● **JOB**
Reproduce verbatim the stretch of items from the line containing "Detection task: locate every beaded" through the line containing "760;315;791;330", including both of those lines. Leave any pictures out of your copy.

● **Object detection data**
#####
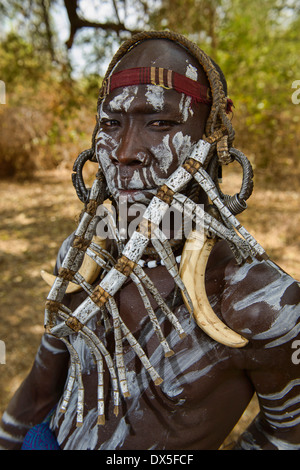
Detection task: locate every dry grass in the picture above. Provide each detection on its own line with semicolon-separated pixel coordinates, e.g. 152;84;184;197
0;168;300;445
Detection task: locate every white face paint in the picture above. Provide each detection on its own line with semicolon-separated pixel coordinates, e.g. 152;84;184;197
110;86;138;113
146;85;164;111
96;80;201;204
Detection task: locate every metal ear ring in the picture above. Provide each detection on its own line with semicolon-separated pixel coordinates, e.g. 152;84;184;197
72;148;94;204
222;148;253;215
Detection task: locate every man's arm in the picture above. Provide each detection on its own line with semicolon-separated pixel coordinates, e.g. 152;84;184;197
0;334;69;450
236;283;300;450
222;255;300;450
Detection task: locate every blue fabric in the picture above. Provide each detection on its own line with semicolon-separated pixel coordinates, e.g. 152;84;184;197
21;422;60;450
21;407;61;450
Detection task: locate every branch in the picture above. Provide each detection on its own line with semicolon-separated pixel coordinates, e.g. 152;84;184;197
64;0;138;49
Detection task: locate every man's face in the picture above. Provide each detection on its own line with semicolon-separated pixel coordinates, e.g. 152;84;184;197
96;78;207;204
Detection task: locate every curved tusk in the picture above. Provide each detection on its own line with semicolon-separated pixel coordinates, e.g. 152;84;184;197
180;231;248;348
41;235;105;294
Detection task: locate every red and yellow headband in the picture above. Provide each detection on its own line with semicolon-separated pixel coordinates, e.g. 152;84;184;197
102;67;233;113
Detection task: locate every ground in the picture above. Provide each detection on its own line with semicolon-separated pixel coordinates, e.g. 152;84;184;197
0;168;300;449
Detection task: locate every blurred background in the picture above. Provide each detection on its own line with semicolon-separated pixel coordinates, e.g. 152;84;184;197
0;0;300;448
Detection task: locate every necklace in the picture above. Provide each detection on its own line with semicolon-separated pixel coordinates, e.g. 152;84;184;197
138;255;181;269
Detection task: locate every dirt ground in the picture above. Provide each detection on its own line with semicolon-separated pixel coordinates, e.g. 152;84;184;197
0;169;300;449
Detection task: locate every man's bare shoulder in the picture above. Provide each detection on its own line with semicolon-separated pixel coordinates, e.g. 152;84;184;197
221;250;300;347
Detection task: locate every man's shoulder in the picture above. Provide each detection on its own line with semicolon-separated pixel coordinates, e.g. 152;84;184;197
221;255;300;347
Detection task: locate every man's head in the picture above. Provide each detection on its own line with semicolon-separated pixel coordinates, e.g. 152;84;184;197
95;30;232;203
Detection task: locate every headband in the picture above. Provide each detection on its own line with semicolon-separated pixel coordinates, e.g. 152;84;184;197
102;67;233;113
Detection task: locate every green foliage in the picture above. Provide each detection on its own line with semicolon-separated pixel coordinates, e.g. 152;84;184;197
148;0;300;182
0;0;300;185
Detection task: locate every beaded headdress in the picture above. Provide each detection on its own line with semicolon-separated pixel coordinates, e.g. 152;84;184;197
45;32;266;425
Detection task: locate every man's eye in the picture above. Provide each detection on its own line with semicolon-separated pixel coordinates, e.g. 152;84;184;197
150;119;179;129
100;119;120;128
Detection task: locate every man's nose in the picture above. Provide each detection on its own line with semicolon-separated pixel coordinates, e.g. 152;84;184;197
112;127;151;167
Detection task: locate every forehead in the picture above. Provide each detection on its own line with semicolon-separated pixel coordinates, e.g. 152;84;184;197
114;39;208;80
102;85;188;114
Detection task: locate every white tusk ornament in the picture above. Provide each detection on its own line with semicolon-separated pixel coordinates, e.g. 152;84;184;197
179;231;248;348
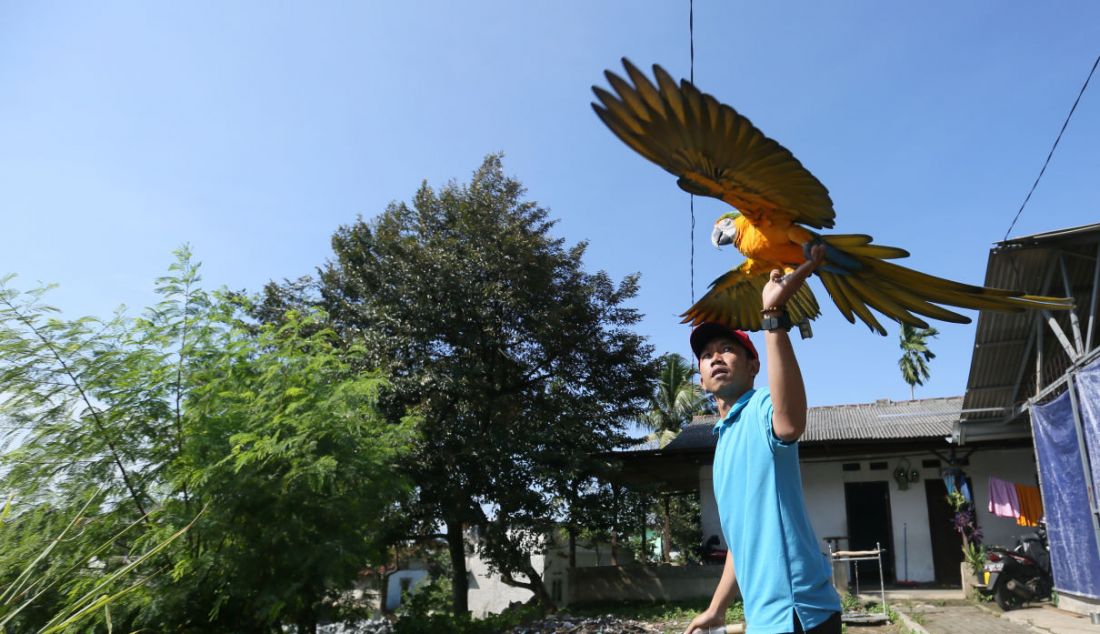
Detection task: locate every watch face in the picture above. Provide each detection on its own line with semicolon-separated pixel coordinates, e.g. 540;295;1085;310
760;315;791;330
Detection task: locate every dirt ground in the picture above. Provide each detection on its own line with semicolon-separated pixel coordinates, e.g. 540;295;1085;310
650;619;905;634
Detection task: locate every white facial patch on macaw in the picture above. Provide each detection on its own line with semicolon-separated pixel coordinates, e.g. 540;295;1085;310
711;218;737;249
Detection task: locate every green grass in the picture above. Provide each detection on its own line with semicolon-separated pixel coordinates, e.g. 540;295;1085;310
561;599;745;623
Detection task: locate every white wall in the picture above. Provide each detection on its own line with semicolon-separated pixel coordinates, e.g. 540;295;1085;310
466;555;549;619
386;570;428;612
700;447;1035;581
802;453;939;581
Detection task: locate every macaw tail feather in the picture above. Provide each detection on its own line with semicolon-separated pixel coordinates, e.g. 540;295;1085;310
815;234;1074;335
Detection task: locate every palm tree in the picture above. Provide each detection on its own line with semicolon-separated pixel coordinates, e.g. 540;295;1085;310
638;352;712;447
638;352;714;561
898;324;939;400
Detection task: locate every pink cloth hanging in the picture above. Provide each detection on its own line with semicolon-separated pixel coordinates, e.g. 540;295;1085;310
989;477;1020;520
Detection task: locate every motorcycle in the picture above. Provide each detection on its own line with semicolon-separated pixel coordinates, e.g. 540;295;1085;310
983;521;1054;611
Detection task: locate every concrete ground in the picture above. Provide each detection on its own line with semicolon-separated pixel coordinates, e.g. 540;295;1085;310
888;592;1100;634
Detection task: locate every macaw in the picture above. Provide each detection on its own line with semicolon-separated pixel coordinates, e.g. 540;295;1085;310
592;58;1073;335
#####
● **REPLY**
Detection task: locate every beaded headdress in the picture above. Provide each detection on its own line with semicolon-separated pixel coordinates, e.g. 152;84;184;197
45;32;266;425
Detection task: locate every man's eye in the picture above. Provide each detection on its own line with semicolon-separated pixel coordinates, e.g. 152;84;184;197
150;119;179;129
100;119;120;128
Detection task: locate every man's nose in the picture above. Provide each detection on its own line with semicolon-separated pixel coordinates, e.g. 152;84;184;197
112;127;151;167
Detection task: locate every forehead in the picture above. Provide each detection on its own line with semicolon-separated pixel coordinates, e.g. 152;84;184;197
114;39;208;80
102;85;188;114
Detection task: locate every white tusk ornament in the picture above. Provide each detection on its own line with semicolon-separated pixel coordinates, e.g. 152;84;184;197
179;231;248;348
Detection task: locate every watch face in the picture above. Provide each detection on its own line with semicolon-separated pixel coordinates, e.g. 540;295;1085;310
760;315;791;330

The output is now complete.